Document text:
▬▬▬

This way, it would become possible to run - by pieces - very long simulations while still being able to perform many recordings. The timespan t_1-t_0 should be adjustable to account for specifics of the model that is being used (e.g., for synaptic delay). This could possibly be related to issue #1232.
Another useful application would be in removing transients from computational heavy simulations. For example the first 10 seconds in the IO network simulations, taking ~ 5-20 minutes real time depending on inputs, is just the transient we need to discard before taking actual measurements. If we could snapshot the full network state after this 10s transient and resume measurements from there, each time with different stimuli for example, this would greatly reduce (wasted) simulation time.
This is a very slow moving project, sorry for that. Let's move it a bit forward so we can hammer out an implementation.
- What state precisely would you need to dump/restore?
- Network connections
- Current spikes in-flight
- Current spike counts
- Mechanism internals
- ...?
- What are the time/performance constraints?
- How often do we expect to call this?
- Is it ok if it takes 1s/10s/100s/...?
- What is the disk format?
- JSON?
- text, human-readable
- no concurrent access
- HDF5?

▬▬▬

To do:
1: According to the simulation snapshot discussion, how much real time do the first 10 seconds of the IO network simulations take?
2: Extend the simulation snapshot discussion from its last line.
The listing has nothing to do with what you are asked to do here.

Natural-language object grounding data:
▬▬▬

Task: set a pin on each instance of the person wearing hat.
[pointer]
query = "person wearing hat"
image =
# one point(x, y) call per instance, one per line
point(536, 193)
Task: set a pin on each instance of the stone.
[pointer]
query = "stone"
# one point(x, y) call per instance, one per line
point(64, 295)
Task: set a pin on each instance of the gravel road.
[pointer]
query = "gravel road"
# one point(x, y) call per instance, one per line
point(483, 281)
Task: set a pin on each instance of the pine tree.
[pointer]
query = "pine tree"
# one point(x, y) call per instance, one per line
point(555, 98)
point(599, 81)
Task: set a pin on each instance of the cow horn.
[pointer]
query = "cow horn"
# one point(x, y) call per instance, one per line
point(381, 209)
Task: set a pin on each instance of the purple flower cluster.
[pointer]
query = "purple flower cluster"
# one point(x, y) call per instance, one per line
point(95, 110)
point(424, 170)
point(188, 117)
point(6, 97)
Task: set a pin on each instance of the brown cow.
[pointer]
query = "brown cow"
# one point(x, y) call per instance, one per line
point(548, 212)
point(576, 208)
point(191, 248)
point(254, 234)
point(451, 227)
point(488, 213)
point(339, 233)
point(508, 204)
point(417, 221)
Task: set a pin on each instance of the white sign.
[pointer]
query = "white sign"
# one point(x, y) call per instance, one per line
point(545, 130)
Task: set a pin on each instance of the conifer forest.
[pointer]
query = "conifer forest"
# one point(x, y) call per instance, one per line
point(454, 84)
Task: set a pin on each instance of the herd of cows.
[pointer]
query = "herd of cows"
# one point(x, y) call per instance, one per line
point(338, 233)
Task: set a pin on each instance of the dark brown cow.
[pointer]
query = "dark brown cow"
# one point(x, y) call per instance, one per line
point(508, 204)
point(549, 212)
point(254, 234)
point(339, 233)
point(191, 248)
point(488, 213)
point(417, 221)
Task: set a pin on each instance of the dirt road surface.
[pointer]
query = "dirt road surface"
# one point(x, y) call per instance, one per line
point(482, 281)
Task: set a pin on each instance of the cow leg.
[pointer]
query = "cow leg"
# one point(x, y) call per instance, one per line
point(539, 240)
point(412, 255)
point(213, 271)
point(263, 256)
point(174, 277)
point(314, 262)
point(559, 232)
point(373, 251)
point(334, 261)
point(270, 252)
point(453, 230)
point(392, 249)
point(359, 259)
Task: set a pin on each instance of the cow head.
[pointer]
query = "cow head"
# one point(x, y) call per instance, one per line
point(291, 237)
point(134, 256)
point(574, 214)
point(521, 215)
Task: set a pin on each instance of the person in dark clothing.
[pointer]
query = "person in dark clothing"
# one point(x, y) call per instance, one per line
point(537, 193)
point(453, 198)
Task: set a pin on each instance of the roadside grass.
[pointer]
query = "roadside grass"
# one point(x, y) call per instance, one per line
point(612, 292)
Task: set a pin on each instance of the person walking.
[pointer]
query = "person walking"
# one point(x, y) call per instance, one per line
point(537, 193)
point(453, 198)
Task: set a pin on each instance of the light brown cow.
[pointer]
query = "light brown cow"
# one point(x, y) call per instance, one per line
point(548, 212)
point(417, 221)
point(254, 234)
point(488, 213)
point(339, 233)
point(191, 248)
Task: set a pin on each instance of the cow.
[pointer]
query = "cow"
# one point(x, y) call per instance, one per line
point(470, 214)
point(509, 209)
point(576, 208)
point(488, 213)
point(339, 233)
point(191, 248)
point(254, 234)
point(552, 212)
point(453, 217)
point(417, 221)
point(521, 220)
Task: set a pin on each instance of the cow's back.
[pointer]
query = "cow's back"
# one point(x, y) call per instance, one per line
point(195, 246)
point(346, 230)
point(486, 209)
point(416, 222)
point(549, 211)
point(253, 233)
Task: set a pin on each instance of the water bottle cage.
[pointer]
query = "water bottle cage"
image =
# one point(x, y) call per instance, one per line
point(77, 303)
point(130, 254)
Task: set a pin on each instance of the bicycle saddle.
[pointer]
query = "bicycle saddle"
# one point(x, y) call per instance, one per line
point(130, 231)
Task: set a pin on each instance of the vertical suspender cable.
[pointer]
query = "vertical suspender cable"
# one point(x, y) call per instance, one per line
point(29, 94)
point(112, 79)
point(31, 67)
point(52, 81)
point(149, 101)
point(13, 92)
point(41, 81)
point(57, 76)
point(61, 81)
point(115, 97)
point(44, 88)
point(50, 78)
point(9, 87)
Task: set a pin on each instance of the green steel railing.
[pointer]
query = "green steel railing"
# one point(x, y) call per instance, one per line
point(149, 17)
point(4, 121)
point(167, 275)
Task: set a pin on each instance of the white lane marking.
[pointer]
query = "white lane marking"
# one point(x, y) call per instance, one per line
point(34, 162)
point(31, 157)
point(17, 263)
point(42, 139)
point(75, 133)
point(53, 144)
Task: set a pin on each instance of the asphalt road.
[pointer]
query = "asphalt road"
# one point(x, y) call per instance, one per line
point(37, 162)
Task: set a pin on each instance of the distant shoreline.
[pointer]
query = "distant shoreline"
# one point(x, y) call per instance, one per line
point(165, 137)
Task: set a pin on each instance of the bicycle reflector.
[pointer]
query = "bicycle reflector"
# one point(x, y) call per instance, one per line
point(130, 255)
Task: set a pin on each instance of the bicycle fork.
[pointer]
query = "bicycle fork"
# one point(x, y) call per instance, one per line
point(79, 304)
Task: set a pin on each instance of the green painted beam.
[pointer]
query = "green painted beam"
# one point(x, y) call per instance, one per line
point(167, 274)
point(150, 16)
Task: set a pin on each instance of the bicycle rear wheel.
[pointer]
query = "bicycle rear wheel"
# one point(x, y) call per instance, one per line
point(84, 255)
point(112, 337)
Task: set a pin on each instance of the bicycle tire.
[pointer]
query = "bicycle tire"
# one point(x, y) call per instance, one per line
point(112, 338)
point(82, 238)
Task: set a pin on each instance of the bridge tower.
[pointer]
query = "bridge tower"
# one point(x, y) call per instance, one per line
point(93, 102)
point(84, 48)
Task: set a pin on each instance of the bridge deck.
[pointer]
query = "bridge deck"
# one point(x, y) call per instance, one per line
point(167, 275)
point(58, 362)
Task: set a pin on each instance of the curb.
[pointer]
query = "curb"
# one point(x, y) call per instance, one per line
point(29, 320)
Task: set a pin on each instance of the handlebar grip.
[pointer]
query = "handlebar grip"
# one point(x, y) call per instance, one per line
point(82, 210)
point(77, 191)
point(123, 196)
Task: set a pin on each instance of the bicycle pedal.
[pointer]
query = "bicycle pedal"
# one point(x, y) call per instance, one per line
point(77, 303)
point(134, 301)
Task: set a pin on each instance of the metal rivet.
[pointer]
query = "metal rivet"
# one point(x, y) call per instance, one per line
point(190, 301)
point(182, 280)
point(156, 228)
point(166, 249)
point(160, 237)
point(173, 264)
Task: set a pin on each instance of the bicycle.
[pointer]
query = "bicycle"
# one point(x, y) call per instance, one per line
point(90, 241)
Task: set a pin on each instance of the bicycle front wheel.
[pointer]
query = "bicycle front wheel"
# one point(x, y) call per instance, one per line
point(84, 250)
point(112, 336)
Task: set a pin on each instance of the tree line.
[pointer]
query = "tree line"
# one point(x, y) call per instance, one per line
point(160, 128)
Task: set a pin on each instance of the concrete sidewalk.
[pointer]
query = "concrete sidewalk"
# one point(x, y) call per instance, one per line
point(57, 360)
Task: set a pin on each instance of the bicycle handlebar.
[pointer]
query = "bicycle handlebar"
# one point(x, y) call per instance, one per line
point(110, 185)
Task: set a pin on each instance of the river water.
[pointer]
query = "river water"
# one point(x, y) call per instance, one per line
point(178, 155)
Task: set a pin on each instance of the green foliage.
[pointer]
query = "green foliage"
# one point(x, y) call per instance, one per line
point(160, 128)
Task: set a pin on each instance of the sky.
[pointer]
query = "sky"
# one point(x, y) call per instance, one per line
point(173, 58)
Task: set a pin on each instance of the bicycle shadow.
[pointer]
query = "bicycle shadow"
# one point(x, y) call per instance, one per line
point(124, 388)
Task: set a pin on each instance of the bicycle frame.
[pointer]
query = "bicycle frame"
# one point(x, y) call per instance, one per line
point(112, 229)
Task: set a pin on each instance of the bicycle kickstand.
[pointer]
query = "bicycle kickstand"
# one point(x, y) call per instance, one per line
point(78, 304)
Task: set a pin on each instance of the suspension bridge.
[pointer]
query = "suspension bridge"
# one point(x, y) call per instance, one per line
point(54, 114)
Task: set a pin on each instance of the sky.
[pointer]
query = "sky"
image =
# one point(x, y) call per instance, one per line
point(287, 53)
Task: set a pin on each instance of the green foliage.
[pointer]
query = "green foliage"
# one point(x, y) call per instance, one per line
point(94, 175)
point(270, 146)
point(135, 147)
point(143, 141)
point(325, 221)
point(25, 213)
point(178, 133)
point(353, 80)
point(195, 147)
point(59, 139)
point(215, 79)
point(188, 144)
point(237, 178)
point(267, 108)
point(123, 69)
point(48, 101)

▬▬▬

Responses for each task:
1: About 5 to 20 minutes, depending on inputs.

2:
- binary; needs external tools to inspect
- parallel access
- heavy dependency
- potentially annoying to get right
- Others?
- Zarr
- ...
- One file per
- job: requires parallel I/O
- rank: doesnt scale under resart w/ different topology
- gid: many, many files, kills PFS
- JSON?
My (might not be representative for all neuroscientists) answers:
What state precisely would you need to dump/restore?
Enough information to continue the simulation as if it had not been checkpointed (thus including in-flight spikes, mechanism state and connectivity) - but discard all things like recordings, spike counts and other information that is extracted from the simulation but does not influence it (well of course you could do that explicitly, but then it's your own problem). If I want to save those I can do that manually.
What are the time/performance constraints?
Not much. I would not call this too much (in the scale of multiple minutes at most), so it's fine to take a while. It would be nice if the simulation could be started quickly, but that's not too important
It would start to matter if running from a checkpoint with ~10 different small parameter variations every n seconds would become a thing (eg. some kind of kalman filtering). But then you'd also want in memory checkpoints for speed as opposed to disk checkpoints.... maybe a different story
What is the disk format?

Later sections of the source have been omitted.